38 Boötis is a single star in the northern constellation of Boötes, located approximately 157 light years from the Sun. It has the traditional name Merga  and the Bayer designation h Boötis; 38 Boötis is the star's Flamsteed designation. This object is visible to the naked eye as a dim, yellow-white hued star with an apparent visual magnitude of 5.76. It is moving closer to the Earth with a heliocentric radial velocity of −4.5 km/s.

This is a sharp-lined ('s') subgiant star with a stellar classification of F6 IVs, which indicates it has consumed the hydrogen at its core and is evolving off the main sequence. It is about 1.7 billion years old and is spinning with a relatively low projected rotational velocity of 10 km/s, as indicated by the sharp lines. The star has 1.6 times the mass of the Sun and 2.5 times the Sun's radius. It is radiating 9.5 times the luminosity of the Sun from its photosphere at an effective temperature of 6,591 K.

* [Task set]
- A) Using the passage on 38 Boötis, answer the following:
(i) What traditional name does the star have?
(ii) What is its apparent visual magnitude?
(iii) About how old is the star?
- B) Reproduce the part of the passage on 38 Boötis that begins at the words "38 Boötis is a" and stops after "velocity of −4.5 km/s.", swapping "dim" for "faint".

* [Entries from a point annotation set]
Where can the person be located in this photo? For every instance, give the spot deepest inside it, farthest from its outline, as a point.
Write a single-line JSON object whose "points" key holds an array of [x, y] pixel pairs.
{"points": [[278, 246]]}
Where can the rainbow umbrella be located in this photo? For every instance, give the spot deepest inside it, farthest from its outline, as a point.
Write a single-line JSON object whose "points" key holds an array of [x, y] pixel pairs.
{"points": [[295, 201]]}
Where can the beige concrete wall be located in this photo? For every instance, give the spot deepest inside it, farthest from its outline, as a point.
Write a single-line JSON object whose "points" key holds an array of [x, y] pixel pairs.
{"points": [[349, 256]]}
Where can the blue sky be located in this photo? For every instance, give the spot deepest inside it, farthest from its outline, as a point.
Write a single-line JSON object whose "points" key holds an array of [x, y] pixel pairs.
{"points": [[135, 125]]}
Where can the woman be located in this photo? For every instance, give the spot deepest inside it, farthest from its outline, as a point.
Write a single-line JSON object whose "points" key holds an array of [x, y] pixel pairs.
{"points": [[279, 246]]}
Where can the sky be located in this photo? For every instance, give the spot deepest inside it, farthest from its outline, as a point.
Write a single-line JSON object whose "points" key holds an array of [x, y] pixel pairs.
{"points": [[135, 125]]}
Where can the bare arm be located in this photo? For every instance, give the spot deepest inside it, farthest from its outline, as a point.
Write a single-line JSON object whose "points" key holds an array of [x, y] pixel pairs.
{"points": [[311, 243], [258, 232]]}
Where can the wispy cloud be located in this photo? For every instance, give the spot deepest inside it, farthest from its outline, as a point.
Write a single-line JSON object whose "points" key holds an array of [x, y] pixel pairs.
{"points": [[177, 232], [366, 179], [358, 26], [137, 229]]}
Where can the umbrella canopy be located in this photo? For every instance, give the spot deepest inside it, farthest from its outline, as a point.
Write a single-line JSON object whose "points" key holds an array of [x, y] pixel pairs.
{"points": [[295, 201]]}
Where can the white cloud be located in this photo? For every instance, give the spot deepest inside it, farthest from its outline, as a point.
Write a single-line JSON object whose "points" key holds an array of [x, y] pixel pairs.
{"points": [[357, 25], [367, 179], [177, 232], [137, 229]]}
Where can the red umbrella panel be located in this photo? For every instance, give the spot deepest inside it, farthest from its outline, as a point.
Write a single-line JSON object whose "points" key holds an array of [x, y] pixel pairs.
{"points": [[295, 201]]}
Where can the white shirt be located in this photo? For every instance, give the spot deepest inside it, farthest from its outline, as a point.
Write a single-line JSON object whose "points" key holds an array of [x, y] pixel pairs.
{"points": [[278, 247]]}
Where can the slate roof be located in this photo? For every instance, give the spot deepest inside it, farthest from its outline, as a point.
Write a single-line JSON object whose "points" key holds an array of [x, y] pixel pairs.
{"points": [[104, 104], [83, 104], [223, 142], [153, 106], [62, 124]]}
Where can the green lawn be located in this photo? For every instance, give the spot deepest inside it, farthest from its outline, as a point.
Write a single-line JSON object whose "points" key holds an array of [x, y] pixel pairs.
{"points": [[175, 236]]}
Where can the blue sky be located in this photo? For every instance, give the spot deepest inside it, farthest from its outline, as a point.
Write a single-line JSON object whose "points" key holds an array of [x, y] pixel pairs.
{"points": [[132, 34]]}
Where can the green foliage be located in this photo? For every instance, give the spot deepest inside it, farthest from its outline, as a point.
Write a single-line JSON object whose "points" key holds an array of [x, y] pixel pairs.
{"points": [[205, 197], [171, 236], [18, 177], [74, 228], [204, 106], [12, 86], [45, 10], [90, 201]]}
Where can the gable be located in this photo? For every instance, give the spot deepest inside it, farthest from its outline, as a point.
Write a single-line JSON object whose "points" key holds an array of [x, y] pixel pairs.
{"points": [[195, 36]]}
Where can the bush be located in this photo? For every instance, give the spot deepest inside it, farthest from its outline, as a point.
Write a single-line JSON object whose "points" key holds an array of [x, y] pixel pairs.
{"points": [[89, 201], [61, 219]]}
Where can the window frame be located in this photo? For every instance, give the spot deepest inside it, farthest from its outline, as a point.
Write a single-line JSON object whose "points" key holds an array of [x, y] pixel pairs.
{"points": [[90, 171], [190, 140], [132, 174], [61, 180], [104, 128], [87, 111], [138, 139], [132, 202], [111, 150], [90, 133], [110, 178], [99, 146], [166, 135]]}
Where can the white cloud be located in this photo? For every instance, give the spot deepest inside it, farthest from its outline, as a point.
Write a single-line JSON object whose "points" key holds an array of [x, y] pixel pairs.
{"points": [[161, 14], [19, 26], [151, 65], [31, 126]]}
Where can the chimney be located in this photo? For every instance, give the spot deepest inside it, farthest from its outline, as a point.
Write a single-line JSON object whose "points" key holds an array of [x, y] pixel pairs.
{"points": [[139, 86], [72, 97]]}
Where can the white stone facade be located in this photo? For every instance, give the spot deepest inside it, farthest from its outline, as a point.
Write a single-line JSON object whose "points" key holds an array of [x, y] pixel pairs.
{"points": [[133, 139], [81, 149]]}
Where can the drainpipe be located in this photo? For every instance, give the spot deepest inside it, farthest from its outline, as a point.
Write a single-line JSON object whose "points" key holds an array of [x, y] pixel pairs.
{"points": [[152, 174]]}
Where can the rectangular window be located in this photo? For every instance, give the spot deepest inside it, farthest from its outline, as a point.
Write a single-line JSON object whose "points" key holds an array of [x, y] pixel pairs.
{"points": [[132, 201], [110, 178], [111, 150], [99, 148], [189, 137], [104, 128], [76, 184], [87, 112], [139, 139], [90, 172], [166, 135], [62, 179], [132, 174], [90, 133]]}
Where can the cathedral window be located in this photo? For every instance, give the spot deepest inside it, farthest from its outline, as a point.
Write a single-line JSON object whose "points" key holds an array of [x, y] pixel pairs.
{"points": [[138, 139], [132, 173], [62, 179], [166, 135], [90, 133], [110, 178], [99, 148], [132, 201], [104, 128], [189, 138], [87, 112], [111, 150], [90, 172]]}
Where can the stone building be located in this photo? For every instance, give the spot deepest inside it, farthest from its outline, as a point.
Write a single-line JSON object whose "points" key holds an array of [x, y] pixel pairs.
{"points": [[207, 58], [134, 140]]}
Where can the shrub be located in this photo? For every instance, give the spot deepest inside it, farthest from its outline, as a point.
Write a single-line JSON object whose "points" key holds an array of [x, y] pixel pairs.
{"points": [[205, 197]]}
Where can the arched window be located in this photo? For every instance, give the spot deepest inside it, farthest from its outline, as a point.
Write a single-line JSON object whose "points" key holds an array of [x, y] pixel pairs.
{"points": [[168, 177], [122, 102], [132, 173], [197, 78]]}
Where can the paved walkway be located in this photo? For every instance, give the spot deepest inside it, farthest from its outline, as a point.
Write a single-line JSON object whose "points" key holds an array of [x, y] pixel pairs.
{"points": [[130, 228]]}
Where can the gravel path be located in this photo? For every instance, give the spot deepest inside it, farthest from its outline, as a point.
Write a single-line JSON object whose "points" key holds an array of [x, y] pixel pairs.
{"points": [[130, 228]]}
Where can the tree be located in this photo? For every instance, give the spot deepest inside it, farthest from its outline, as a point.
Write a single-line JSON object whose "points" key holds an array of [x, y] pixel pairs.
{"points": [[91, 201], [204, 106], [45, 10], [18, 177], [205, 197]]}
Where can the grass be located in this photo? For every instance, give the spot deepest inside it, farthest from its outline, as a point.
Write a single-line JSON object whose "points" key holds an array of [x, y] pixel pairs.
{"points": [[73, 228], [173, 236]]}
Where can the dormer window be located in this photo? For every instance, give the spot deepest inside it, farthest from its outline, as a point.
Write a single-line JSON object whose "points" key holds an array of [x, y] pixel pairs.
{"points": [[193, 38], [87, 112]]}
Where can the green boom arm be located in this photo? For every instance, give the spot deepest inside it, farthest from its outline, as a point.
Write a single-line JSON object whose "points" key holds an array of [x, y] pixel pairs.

* [Outputs in order]
- A)
(i) Merga
(ii) 5.76
(iii) About 1.7 billion years

- B)
38 Boötis is a single star in the northern constellation of Boötes, located approximately 157 light years from the Sun. It has the traditional name Merga  and the Bayer designation h Boötis; 38 Boötis is the star's Flamsteed designation. This object is visible to the naked eye as a faint, yellow-white hued star with an apparent visual magnitude of 5.76. It is moving closer to the Earth with a heliocentric radial velocity of −4.5 km/s.